◆ Work to be completed
Print out the records that follow, exactly and completely.

Saved entries:
##############################

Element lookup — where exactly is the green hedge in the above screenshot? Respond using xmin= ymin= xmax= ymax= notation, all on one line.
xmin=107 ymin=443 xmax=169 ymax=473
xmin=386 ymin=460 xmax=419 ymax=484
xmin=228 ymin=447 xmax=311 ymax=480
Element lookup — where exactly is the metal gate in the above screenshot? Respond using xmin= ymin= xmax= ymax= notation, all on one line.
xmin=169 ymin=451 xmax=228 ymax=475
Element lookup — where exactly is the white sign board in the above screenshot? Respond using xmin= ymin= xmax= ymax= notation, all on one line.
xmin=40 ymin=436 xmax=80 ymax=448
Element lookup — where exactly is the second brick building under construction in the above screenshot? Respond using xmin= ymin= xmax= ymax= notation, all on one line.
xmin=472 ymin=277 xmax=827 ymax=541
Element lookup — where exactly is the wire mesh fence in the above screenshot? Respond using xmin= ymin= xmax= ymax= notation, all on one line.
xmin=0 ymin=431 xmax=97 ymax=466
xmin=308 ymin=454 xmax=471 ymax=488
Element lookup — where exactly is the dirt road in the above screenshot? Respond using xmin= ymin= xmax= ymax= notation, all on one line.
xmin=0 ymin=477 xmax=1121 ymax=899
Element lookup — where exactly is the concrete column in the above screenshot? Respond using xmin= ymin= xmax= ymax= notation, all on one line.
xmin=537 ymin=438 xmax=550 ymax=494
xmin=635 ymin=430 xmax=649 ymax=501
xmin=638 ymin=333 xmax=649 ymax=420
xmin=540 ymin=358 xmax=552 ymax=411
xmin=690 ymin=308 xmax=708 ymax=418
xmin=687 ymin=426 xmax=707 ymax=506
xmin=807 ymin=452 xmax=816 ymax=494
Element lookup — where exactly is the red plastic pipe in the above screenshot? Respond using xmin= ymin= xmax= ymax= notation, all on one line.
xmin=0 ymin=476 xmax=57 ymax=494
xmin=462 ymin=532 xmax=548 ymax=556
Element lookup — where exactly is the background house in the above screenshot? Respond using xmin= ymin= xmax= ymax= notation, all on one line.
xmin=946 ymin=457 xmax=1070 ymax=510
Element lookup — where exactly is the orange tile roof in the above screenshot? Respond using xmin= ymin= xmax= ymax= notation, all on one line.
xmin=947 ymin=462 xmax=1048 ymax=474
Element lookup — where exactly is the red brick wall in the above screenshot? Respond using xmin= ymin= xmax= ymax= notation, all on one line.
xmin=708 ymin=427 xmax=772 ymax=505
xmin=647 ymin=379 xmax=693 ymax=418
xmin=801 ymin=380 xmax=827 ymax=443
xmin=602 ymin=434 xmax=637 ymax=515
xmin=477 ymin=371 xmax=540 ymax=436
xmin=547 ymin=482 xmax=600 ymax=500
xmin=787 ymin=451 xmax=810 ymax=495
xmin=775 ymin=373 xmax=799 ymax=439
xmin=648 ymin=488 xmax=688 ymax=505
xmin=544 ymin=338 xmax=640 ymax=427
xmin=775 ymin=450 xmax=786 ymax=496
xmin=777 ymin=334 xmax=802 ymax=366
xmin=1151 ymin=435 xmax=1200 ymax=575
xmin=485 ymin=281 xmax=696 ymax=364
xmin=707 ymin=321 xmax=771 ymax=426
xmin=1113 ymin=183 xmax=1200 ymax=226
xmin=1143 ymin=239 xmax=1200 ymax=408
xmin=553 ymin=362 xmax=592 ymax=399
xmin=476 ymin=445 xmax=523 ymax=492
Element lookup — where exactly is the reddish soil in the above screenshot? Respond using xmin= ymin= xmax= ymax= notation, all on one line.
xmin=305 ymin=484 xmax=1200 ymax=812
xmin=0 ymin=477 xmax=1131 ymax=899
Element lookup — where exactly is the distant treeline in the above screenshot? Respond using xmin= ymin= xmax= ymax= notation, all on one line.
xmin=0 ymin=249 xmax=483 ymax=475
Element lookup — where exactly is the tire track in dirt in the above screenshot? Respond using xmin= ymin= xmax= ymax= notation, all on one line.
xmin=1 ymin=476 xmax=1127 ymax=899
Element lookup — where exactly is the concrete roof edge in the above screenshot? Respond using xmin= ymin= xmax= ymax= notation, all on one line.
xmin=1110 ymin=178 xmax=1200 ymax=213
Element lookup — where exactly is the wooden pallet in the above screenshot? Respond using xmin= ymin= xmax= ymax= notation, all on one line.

##############################

◆ Exercise answer
Element lookup — where exactly is the green hedge in the above screenshot? Respond using xmin= ymin= xmax= ymax= notation, all on one line.
xmin=107 ymin=443 xmax=169 ymax=473
xmin=386 ymin=460 xmax=419 ymax=484
xmin=228 ymin=447 xmax=311 ymax=480
Element lookup — where exactly is the metal gate in the above screenshot? Respond using xmin= ymin= xmax= ymax= notation, all on one line.
xmin=169 ymin=451 xmax=228 ymax=475
Element lookup — where exactly is the white sign board in the above screenshot? Respond using xmin= ymin= xmax= ymax= notation, all on one line.
xmin=40 ymin=436 xmax=80 ymax=448
Element lookup — where exactly is the second brick building under construction in the above screenshot? Respond using xmin= ymin= xmax= ymax= notation, all on one line.
xmin=472 ymin=277 xmax=827 ymax=541
Element lookup — where exactly is the wire mesh fence in the above screenshot? Respond using xmin= ymin= xmax= ymax= notation, all on one line.
xmin=0 ymin=431 xmax=97 ymax=466
xmin=308 ymin=454 xmax=471 ymax=488
Element lookup — where exactly is the dirt road in the above screenshot? Respond using xmin= ymin= xmax= ymax= notation, all on one line.
xmin=0 ymin=477 xmax=1121 ymax=899
Element lookup — where exactly is the concrete column in the above screenshot? Respond using xmin= ymin= xmax= ymax= notation, all on one line.
xmin=537 ymin=438 xmax=550 ymax=494
xmin=635 ymin=430 xmax=649 ymax=501
xmin=638 ymin=333 xmax=649 ymax=420
xmin=540 ymin=358 xmax=552 ymax=411
xmin=690 ymin=308 xmax=708 ymax=418
xmin=687 ymin=426 xmax=707 ymax=506
xmin=807 ymin=452 xmax=816 ymax=494
Element lookup — where exactly is the red plastic pipe in the above screenshot? Respond using xmin= ymin= xmax= ymax= notation, all on one line.
xmin=0 ymin=476 xmax=57 ymax=494
xmin=462 ymin=532 xmax=548 ymax=556
Element lookup — where exactly is the background house in the above screenshot? Respond using xmin= ymin= xmax= ymax= notation, all on one line.
xmin=946 ymin=457 xmax=1070 ymax=510
Element lookup — where exactly is the orange tile roof in the above screenshot? Respond using xmin= ymin= xmax= ymax= notation, all on one line.
xmin=947 ymin=462 xmax=1048 ymax=474
Element lookup — where exactly is the red brick wall in the above screenshot? Respond using xmin= ymin= xmax= ymax= notation, all on one line.
xmin=708 ymin=427 xmax=772 ymax=505
xmin=647 ymin=379 xmax=693 ymax=418
xmin=801 ymin=380 xmax=827 ymax=443
xmin=602 ymin=434 xmax=637 ymax=515
xmin=477 ymin=371 xmax=540 ymax=436
xmin=547 ymin=482 xmax=600 ymax=500
xmin=787 ymin=451 xmax=810 ymax=495
xmin=775 ymin=373 xmax=799 ymax=439
xmin=648 ymin=488 xmax=688 ymax=505
xmin=544 ymin=338 xmax=640 ymax=427
xmin=775 ymin=450 xmax=786 ymax=496
xmin=777 ymin=334 xmax=802 ymax=366
xmin=1151 ymin=435 xmax=1200 ymax=575
xmin=485 ymin=281 xmax=696 ymax=364
xmin=707 ymin=321 xmax=771 ymax=426
xmin=1113 ymin=183 xmax=1200 ymax=226
xmin=1143 ymin=239 xmax=1200 ymax=408
xmin=553 ymin=362 xmax=592 ymax=399
xmin=476 ymin=445 xmax=523 ymax=492
Element lookup — where exactly is the reddish soil in the above screenshot? Respond using xmin= ymin= xmax= ymax= notation, all on one line.
xmin=305 ymin=484 xmax=1200 ymax=812
xmin=0 ymin=477 xmax=1131 ymax=899
Element lookup — where exactly is the distant treeline in the above screenshot? Respond using xmin= ymin= xmax= ymax= notation, all on one line.
xmin=0 ymin=249 xmax=483 ymax=475
Element lookup — where exactly is the tire track in dirt in the above screenshot? Respond using xmin= ymin= xmax= ymax= notation, all on one line.
xmin=1 ymin=476 xmax=1127 ymax=899
Element lookup — where exactly is the concrete roof edge in the above screenshot? Respond using xmin= ymin= xmax= ymax= notation, all on one line.
xmin=1110 ymin=178 xmax=1200 ymax=213
Element lookup — where exactly is the wooden pallet in the above screenshot? Respond using xmin= ymin= xmax= ymax= notation, all on one line.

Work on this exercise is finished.